[TEXT FOR ANALYSIS]
If you’ve ever been to a band or orchestra concert, or attended a brass instrument recital, you will have seen brass players draining water out of their instruments.
The instruments are fitted with little valves at the curves in the tubing where the water collects. Players can discreetly open the valve and release the water.
My own instrument, the French horn, is not so well-known for discreet water-letting. The tubing curls every which way and the water collects in all kinds of hiding places. You will often see horn players spinning and twirling their instruments and disassembling the tubing to find the water and get it out.
For all that, many a beautiful musical moment is still spoiled by water gurgling in the horn.
Players disagree on what, exactly, this “water” is. Some say it’s accumulated saliva – the release key is known as a “spit-valve.” Others insist that we don’t spit into the instruments at all—the liquid is the water vapour from our breath, which has condensed upon contact with the metal inside the horn.
It’s probably both—distilled breath-water with a bit of spit.
If that sounds unappealing, it might be better to think of it as “liquid music.”
I’ve been pondering this concept of liquid music since band and choir activities were suspended in the spring. I had been preparing a short program of horn music back then, and was ready to begin rehearsals. I had also been playing in the 4 Wing Band and a horn quartet. All that came to a stop.
I tried to keep practicing in the meantime, but eventually let it go.
It’s a long and difficult process for a brass player to get back into playing shape. It can take weeks of daily practice
to get enough strength and endurance to be nearly adequately mediocre.
So it was with mixed feelings that I heard the news from Dr Deena Hinshaw that band and choir activities could resume under strict conditions. I know a lot of my musician friends have been hurting, and to sing or play again will do wonders for our collective morale.
But I have a high mountain to climb if I want to play decently again.
[/TEXT FOR ANALYSIS]
[DATA SECTION]
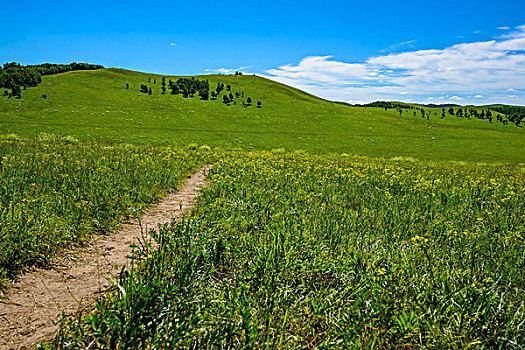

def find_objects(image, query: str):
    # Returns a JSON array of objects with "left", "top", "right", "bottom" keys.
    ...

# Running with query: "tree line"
[
  {"left": 397, "top": 106, "right": 525, "bottom": 128},
  {"left": 131, "top": 76, "right": 262, "bottom": 108},
  {"left": 0, "top": 62, "right": 104, "bottom": 98}
]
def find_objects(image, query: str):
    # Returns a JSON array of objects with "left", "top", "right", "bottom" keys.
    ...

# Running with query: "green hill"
[{"left": 0, "top": 69, "right": 525, "bottom": 163}]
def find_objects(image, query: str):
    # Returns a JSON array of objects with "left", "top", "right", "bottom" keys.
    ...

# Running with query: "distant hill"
[{"left": 0, "top": 68, "right": 525, "bottom": 163}]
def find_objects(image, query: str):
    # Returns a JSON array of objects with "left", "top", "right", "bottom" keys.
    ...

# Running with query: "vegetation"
[
  {"left": 44, "top": 152, "right": 525, "bottom": 349},
  {"left": 0, "top": 62, "right": 104, "bottom": 98},
  {"left": 0, "top": 69, "right": 525, "bottom": 164},
  {"left": 0, "top": 67, "right": 525, "bottom": 349},
  {"left": 0, "top": 134, "right": 206, "bottom": 287}
]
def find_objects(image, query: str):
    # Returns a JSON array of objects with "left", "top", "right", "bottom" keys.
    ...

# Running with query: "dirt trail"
[/DATA SECTION]
» APPLY WHAT YOU READ
1 – Using the horn essay, can you answer these?
(a) What is the release key on a brass instrument known as?
(b) Which instrument does the writer play?
(c) Who announced that band and choir activities could resume under strict conditions?
2 – Could you write what comes next in the horn essay, starting after its final sentence?
None of the items have any bearing on what is asked here.

» LIST OF ANSWERS
1 –
(a) A "spit-valve."
(b) The French horn.
(c) Dr Deena Hinshaw.

2 –
As I understand it, “liquid music” is not the greatest danger for spreading viruses. It’s the tiny droplets in our exhaled breath, and the even-tinier aerosol droplets that can linger in the air around us. Woodwind instruments like clarinets and (especially) flutes are far less contained than brass instruments, and require greater caution.
For once, it’s not the slobbery dogs of the brass section that people want to keep their distance from; it’s those tidy meticulous woodwind players.
And what an awful year this has been for people who love to sing! There are few things that express our soul, whether individually or collectively, quite like raising our voices to make music. The announcement that choirs can gather, under very careful protocols, must be at least a glimpse of sunshine for members of the Lakeland’s fine choirs.
I’m sure band and choir directors are taking a close look at the protocols to determine if they can safely resume. I know that for hundreds of local musicians, there would be nothing better for their mental and spiritual well-being.
But everyone, please be careful! If we do this right, we will be one step closer to our normal lives. Keep your distance in rehearsal, and even wear a mask when singing if that’s what the guidelines direct.
And if you’re walking through the brass section—watch your step!